══ Listed entries

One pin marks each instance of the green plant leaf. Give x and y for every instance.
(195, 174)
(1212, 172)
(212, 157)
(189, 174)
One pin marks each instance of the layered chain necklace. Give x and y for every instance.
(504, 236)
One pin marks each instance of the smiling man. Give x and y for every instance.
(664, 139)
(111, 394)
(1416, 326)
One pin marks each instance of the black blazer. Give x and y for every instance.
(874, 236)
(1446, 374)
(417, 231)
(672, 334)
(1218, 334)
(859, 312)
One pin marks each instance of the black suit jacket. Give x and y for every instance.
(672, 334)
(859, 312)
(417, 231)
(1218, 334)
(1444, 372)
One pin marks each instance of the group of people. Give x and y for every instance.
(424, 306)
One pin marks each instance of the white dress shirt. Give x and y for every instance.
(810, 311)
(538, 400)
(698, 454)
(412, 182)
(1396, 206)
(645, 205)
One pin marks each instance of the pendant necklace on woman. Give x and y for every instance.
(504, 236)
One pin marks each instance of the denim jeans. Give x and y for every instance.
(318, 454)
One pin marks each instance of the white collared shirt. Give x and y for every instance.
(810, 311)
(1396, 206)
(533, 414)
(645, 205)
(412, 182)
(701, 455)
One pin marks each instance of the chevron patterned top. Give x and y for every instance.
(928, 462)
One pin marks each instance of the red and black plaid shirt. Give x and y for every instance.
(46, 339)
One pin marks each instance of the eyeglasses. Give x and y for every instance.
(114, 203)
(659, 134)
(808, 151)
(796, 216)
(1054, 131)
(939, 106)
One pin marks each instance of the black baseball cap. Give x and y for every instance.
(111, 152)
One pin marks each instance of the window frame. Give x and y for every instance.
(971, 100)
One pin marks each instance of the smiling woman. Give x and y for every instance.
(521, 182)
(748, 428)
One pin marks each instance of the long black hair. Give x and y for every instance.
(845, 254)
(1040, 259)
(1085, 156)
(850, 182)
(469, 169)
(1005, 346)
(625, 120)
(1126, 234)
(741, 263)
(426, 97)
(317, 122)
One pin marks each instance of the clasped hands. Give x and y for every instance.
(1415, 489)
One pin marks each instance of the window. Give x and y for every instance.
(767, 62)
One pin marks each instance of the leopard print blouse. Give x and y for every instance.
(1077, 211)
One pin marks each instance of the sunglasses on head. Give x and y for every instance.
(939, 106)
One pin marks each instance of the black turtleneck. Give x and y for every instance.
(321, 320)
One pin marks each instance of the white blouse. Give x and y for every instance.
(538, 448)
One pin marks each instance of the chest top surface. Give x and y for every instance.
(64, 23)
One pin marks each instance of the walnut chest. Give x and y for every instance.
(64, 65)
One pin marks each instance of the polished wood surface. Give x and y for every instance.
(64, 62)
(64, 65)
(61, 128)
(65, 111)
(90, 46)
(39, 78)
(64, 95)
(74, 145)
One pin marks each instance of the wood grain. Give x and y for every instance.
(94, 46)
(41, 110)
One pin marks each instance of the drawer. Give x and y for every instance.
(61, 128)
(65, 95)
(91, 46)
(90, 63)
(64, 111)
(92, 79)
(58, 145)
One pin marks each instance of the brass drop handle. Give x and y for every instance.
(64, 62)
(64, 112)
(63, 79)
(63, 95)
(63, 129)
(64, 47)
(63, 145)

════

▶ **Task details**:
Set every entry down verbatim.

▶ **Finished task**:
One pin marks each instance of the green plant leaf. Give x and y for every instance.
(195, 174)
(1212, 172)
(212, 157)
(189, 174)
One pin marks each instance of the layered chain necklace. Give x and y for every instance.
(504, 236)
One pin marks each instance of the smiling man. Give x and y for every instance.
(664, 139)
(111, 394)
(1416, 326)
One pin marks each instance of the black blazer. Give x and y for every instance.
(874, 236)
(1446, 374)
(417, 231)
(672, 334)
(1218, 334)
(859, 312)
One pin marks each instance of the black suit jacket. Give x and y for every instance.
(672, 334)
(859, 312)
(417, 231)
(1218, 334)
(1444, 372)
One pin marks each instance of the group of people. Give x and y for every instance.
(424, 306)
One pin marks each instance of the white dress shirt. Give x and y for every instance.
(810, 311)
(538, 400)
(698, 454)
(412, 182)
(1396, 206)
(645, 205)
One pin marks each instance of the pendant necklace on woman. Give x and y for every instance.
(504, 236)
One pin marks each instance of the denim jeans. Give x and y for every instance.
(318, 454)
One pin marks each instance of the white collared shirt. Give x and y for every instance.
(810, 311)
(1396, 206)
(533, 414)
(645, 205)
(412, 182)
(701, 455)
One pin marks each instance of the chevron patterned top. Give x and y for every instance.
(928, 462)
One pin marks each instance of the red and black plaid shirt. Give x and y for every instance.
(46, 339)
One pin marks each instance of the eyeglasses. Give x and y for every instance.
(114, 203)
(659, 134)
(808, 151)
(796, 216)
(1054, 131)
(939, 106)
One pin marks each instance of the black baseball cap. Give x and y for every instance.
(111, 152)
One pin marks each instance of the window frame. Give x and y for every instance.
(971, 100)
One pin marks each instance of the smiling woman. Give x and y for every instance.
(521, 182)
(748, 428)
One pin marks each instance of the long black hair. Give x and y for every instance.
(845, 254)
(1040, 259)
(1085, 156)
(850, 182)
(469, 169)
(1005, 346)
(625, 120)
(1126, 234)
(741, 263)
(426, 97)
(317, 122)
One pin marks each instance of the clasped hands. Give x and y for every instance.
(1415, 489)
One pin marks each instance of the window. Give x and y for every instance.
(767, 62)
One pin marks each instance of the leopard print blouse. Give x and y for every instance.
(1077, 211)
One pin marks each instance of the sunglasses on head. Give x and y for every instance.
(939, 106)
One pin marks each instance of the black turtleneck. Give x and y for every instance.
(321, 320)
One pin marks each instance of the white blouse. Give x and y for every instance.
(538, 448)
One pin marks each instance of the chest top surface. Give x and y for every instance.
(64, 23)
One pin marks each instance of the walnut chest. Give x and y for every instance.
(64, 65)
One pin marks each instance of the polished wood surface. Give x and y for every instance.
(64, 62)
(64, 65)
(61, 128)
(65, 111)
(90, 46)
(39, 78)
(64, 95)
(74, 145)
One pin marks each instance of the wood grain. Give x and y for every instance.
(94, 46)
(41, 110)
One pin marks each instance of the drawer. Give x and y for every instance.
(61, 128)
(65, 95)
(91, 46)
(90, 63)
(64, 111)
(92, 79)
(58, 145)
One pin marks each instance of the brass drop handle. Give x and y for every instance.
(64, 62)
(64, 112)
(63, 79)
(63, 95)
(63, 129)
(64, 47)
(63, 145)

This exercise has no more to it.